Consigne | Dressez la liste de tous les auteurs dont la section de texte cite les contes ou les romans.

::: Section de texte :::

Le progrès de l’humanité passe par la levée des hommes contre la manipulation des enfants par des adultes pensant qu’ils ne perçoivent pas la peur de la mort !
L’armée est-elle une famille ?
Quelle famille pourrait envisager d’utiliser ses propres enfants en les sacrifiant
Des familles désespérées, en perte d’éthique, de repères.
Un monde de victimes !
Pour Noël ils auront encore des kalachnikovs ! Quand dynamiterons-nous les ogres aimant la chair fraîche ?
POUR NOÊL, ILS AURONT ENCORE DES KALACHNIKOV !
décembre 2007
Mieux vaut que les enfants fassent l’expérience de la peur et de l’horreur à travers les contes de Grimm et d’Andersen ou les romans de Kipling.
• Quel est le projet de ce patient ? Comment rendre l’autre fou ? A cette échelle comment manipuler des populations entières, dans quelle perspective sociale et politique ?• L’identification (forcée) morbide qu’il propose est présentée comme un apprentissage ludique de la citoyenneté, par la mémoire dans une « relation identitaire » ; c’est un hochet pour ce patient ! Il se méconnaît lui-même pour oublier l’enfance à ce point. S’identifier aux bourreaux ou aux victimes n’est que le cruel caprice de quelqu’un qui fait joujou avec la mémoire, sans savoir ce dont il se souvient. Bien des jeunes ont eu dans leur enfance un ami imaginaire, par solitude ou pour se distraire, par profondeur ou par imagination en tout cas par attrait du merveilleux. Puis est venu le moment longuement médité, où l’on dit adieu à l’imaginaire et où commence la confrontation avec l’autre véritable, vivant qui fixe nos limites et les siennes. Mais comment prendre congé du petit Nassim, du petit Khuc Tan, du petit gavroche, du petit Mohamed, du petit Itsvan sans se sentir épouvantablement coupable ?
Comment l’enfant pourra-t’il s’en détacher sans commencer par haïr ce fardeau que l’école l’a chargé sans lui demander son avis ?
Comment étiqueter cliniquement ce patient assaisonnant l’espérance d’une dose de terreur ?
Je vous pose la question chers collègues ? Question : Comment un homme raisonnable peut-il imaginer confier l’éducation de nos enfants, en faisant jouer à l’école un rôle de donneur de leçons de ténèbres par une identification morbide avec les enfants massacrés ou gazés, alors qu’elle est censée enseigner l’Histoire ?
• Est-ce un peu fou ? Mais en même temps il y a de la méthode, donc on a à faire à un patient intelligent dont les discours sur la religion sont appuyés !

::: Informations extraites :::

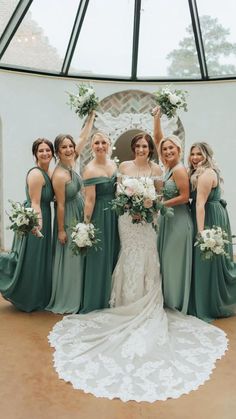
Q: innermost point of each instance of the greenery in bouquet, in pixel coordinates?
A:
(139, 199)
(84, 101)
(23, 219)
(84, 236)
(171, 100)
(212, 242)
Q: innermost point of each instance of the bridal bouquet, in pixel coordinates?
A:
(83, 236)
(138, 197)
(84, 101)
(23, 219)
(212, 242)
(170, 101)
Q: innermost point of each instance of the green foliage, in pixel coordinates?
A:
(184, 60)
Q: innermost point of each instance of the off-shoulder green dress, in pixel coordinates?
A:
(67, 268)
(26, 272)
(99, 264)
(213, 290)
(175, 239)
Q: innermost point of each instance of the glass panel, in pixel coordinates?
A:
(166, 45)
(41, 40)
(7, 8)
(105, 43)
(218, 27)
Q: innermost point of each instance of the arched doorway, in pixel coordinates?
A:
(121, 150)
(125, 113)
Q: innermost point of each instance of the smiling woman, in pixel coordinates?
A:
(175, 234)
(67, 268)
(25, 272)
(100, 185)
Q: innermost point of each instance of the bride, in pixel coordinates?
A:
(136, 350)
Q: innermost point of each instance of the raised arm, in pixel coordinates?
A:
(157, 131)
(59, 182)
(205, 184)
(85, 132)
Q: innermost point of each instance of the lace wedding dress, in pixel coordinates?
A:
(136, 350)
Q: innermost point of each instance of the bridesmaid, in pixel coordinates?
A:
(175, 234)
(67, 268)
(100, 185)
(25, 273)
(213, 291)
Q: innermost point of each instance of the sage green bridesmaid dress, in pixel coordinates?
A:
(213, 290)
(26, 272)
(67, 268)
(175, 237)
(99, 264)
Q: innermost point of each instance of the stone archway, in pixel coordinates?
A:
(129, 110)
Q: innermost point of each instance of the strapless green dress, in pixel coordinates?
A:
(213, 290)
(175, 238)
(26, 272)
(99, 264)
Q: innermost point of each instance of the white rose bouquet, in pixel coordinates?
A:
(83, 236)
(84, 101)
(138, 197)
(212, 242)
(24, 219)
(171, 100)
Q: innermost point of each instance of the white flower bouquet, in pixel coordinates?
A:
(83, 236)
(138, 198)
(84, 101)
(23, 219)
(212, 242)
(171, 100)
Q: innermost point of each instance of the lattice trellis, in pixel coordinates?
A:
(128, 110)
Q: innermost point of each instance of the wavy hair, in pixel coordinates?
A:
(207, 163)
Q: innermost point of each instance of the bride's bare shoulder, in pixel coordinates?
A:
(125, 165)
(156, 170)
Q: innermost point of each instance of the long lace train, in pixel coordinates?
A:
(136, 350)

:::

Réponse | Grimm, Andersen, Kipling